WORK INSTRUCTIONS — Please copy the following records word for word, beginning at the line that contains "Guideline: for each instance of the wing, the" and stopping after the line that contains "column 540, row 355".

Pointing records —
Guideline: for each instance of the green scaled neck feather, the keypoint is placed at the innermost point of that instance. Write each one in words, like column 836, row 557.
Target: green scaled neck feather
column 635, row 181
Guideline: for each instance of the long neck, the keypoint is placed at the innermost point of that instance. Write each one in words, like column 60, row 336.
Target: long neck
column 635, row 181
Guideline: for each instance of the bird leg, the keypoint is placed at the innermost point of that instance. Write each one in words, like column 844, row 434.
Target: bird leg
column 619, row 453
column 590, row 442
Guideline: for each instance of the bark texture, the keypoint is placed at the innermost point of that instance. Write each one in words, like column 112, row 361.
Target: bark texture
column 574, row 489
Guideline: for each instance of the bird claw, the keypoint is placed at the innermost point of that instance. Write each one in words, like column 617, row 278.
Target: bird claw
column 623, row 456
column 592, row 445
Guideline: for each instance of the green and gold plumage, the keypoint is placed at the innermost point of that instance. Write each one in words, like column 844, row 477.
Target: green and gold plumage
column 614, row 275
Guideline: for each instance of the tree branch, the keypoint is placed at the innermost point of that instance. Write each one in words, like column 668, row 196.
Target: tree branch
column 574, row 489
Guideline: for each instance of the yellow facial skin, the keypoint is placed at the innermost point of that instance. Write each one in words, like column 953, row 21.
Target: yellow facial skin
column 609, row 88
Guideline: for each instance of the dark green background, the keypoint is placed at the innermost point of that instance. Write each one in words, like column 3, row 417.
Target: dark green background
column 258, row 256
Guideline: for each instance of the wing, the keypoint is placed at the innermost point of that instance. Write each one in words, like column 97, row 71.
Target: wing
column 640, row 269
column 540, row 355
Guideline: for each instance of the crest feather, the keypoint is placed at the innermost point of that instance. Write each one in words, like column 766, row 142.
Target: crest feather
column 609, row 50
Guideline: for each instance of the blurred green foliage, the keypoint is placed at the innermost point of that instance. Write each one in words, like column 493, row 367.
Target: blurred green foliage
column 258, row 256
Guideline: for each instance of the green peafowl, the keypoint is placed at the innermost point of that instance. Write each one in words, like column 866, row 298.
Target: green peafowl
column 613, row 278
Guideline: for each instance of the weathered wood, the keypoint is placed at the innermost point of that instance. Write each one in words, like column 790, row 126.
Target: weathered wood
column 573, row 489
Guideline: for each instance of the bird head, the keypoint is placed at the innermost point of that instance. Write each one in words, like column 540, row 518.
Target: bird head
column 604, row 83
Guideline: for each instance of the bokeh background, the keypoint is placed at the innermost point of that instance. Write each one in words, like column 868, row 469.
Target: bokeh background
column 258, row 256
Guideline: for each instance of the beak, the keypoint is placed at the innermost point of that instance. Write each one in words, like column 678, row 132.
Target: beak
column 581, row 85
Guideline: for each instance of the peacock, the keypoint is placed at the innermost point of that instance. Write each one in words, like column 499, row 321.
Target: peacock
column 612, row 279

EXERCISE ANSWER —
Guideline: for each instance of the wing, the keypoint is placed at the innermost point of that instance. Write each one in words, like column 97, row 71.
Target: wing
column 640, row 269
column 540, row 355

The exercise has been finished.